#### Task material ####
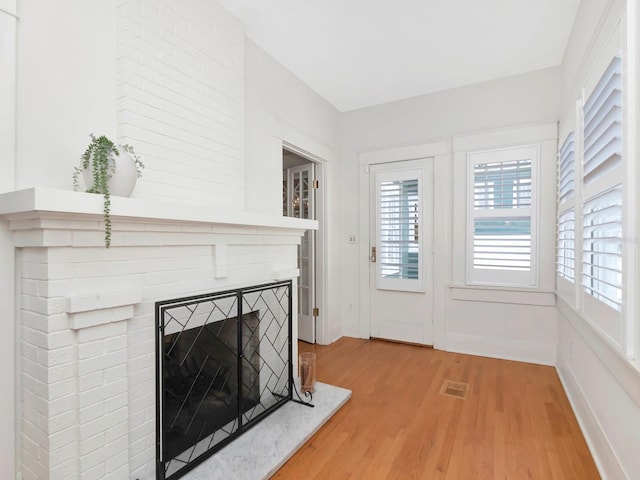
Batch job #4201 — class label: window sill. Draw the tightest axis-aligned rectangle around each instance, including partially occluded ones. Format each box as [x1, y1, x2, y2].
[449, 284, 556, 307]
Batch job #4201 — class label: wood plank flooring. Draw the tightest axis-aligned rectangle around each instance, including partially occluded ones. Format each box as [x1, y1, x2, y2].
[273, 338, 600, 480]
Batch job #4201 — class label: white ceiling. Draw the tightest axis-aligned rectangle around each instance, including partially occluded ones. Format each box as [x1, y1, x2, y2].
[219, 0, 580, 111]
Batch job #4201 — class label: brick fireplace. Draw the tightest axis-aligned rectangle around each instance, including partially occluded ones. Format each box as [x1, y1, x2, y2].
[0, 188, 316, 480]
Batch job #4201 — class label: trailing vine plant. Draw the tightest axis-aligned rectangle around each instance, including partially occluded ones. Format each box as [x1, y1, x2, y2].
[73, 134, 144, 248]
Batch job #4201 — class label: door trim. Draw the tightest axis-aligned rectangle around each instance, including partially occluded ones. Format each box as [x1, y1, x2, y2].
[358, 139, 452, 349]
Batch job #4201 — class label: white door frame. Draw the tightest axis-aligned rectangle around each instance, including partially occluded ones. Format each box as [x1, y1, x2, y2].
[358, 140, 453, 350]
[282, 140, 331, 345]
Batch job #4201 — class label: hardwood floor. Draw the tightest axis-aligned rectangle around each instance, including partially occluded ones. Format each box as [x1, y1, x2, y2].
[273, 338, 600, 480]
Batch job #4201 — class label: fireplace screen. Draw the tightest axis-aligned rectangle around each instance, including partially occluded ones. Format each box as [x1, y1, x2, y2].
[156, 281, 292, 480]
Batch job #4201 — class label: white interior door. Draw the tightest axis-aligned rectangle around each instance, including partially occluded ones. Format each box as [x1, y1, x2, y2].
[287, 163, 316, 343]
[369, 158, 433, 345]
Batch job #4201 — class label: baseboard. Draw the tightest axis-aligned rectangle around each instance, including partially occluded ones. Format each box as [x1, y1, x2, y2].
[446, 333, 556, 366]
[556, 358, 629, 480]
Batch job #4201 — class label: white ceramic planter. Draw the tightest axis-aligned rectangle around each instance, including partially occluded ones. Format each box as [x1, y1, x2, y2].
[82, 149, 138, 197]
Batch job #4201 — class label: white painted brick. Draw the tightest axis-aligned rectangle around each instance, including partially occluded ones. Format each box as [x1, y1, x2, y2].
[80, 433, 105, 455]
[104, 364, 127, 383]
[77, 322, 127, 343]
[80, 436, 127, 474]
[46, 330, 76, 349]
[78, 340, 103, 360]
[104, 335, 127, 353]
[129, 420, 156, 448]
[65, 288, 140, 313]
[42, 410, 76, 433]
[38, 346, 76, 367]
[105, 392, 129, 413]
[78, 378, 127, 408]
[48, 460, 76, 480]
[78, 350, 127, 375]
[22, 358, 49, 384]
[47, 363, 75, 386]
[22, 451, 49, 480]
[106, 448, 129, 478]
[80, 408, 128, 443]
[104, 422, 129, 443]
[82, 463, 105, 480]
[48, 394, 78, 417]
[69, 305, 133, 330]
[50, 442, 78, 464]
[129, 448, 155, 479]
[47, 376, 76, 400]
[79, 403, 104, 425]
[104, 461, 129, 480]
[48, 427, 76, 454]
[20, 342, 40, 363]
####
Stated task
Rewrite the material above, swapping every "class label" for "category" and keeping everything else unchanged. Leave the pictures out.

Answer to this problem
Batch job #4201 — category: window sill. Draw the tightest axis-aligned rectangle around each instance, including partially occluded ones. Format each box as [x1, y1, x2, y2].
[449, 284, 556, 307]
Batch job #4201 — category: wood plank flooring. Draw the tightest axis-aligned rectangle around each instance, including partially occluded ones. Format each box as [x1, y1, x2, y2].
[273, 338, 600, 480]
Batch job #4201 — category: white ceiling. Draw the tightest axis-aligned rectangle around each instance, including partially occluded ones. Format each box as [x1, y1, x2, y2].
[219, 0, 580, 111]
Batch job #4201 — category: brick fireplace. Draw the tightest axis-aligned rectangle around each instance, including partially occluded ones. Format each box as [x1, y1, x2, y2].
[0, 188, 316, 480]
Batch job #4201 — category: trailing vine plant. Draw the tightest axis-aligned rectangle around each instance, including partially occluded ones. Format each box as [x1, y1, x2, y2].
[73, 134, 144, 248]
Batch job #4201 — category: door trim. Draw the tightest axis-aligned rectangle around each instance, including partially occluded ones. Format each box as [x1, y1, x2, y2].
[358, 139, 452, 349]
Batch job #4201 — category: white door frame. Draw the tightest axis-aligned rectangle around each instance, including partially occluded ones. Format each box as [x1, y1, x2, y2].
[358, 140, 453, 350]
[282, 140, 331, 345]
Batch job #4201 — category: hardwood floor. Draw the tightest axis-aligned rectangle around each instance, including partially occluded ones. Format each box as [x1, y1, x2, y2].
[273, 338, 600, 480]
Batch job #4201 — category: fireplace screen. Draw the tightest axis-aligned rectangle around each instance, including partially occluded ones. Format each box as [x1, y1, x2, y2].
[156, 281, 292, 480]
Batch job #4201 — category: white interior door. Draw the tightest axis-aligned rectangle around each instance, including partially occluded ones. Format each box as [x1, y1, x2, y2].
[287, 163, 316, 343]
[369, 158, 433, 345]
Batch job #4201 — category: baseboard. Draw the tightest axis-aligned rectangle around each instance, including partially occluded ones. Format each box as [x1, y1, x2, y2].
[446, 333, 556, 366]
[556, 358, 629, 480]
Batch job #4201 — category: white ceramic planter. Draw the tightest axis-aligned rectangle around each instance, including partially occluded ones. Format each box as [x1, y1, x2, y2].
[82, 149, 138, 197]
Batch job #4201 — category: white painted brick. Draw the tightest axis-aligned rectangle around each instance, including partially occluded ones. Format each box as [x1, y1, x2, y2].
[80, 433, 105, 455]
[104, 364, 127, 383]
[77, 322, 127, 343]
[80, 436, 127, 474]
[46, 330, 76, 349]
[78, 340, 103, 360]
[104, 335, 127, 353]
[129, 420, 156, 448]
[65, 288, 140, 313]
[42, 410, 76, 433]
[38, 346, 76, 367]
[105, 392, 129, 413]
[78, 378, 127, 408]
[48, 460, 76, 480]
[78, 350, 127, 375]
[22, 358, 49, 384]
[47, 363, 75, 386]
[22, 451, 49, 480]
[106, 448, 129, 478]
[80, 408, 128, 443]
[104, 422, 129, 443]
[82, 463, 105, 480]
[48, 394, 78, 417]
[69, 305, 133, 330]
[50, 442, 78, 464]
[129, 448, 155, 479]
[47, 376, 76, 400]
[79, 403, 104, 425]
[104, 461, 129, 480]
[48, 427, 76, 454]
[20, 342, 40, 363]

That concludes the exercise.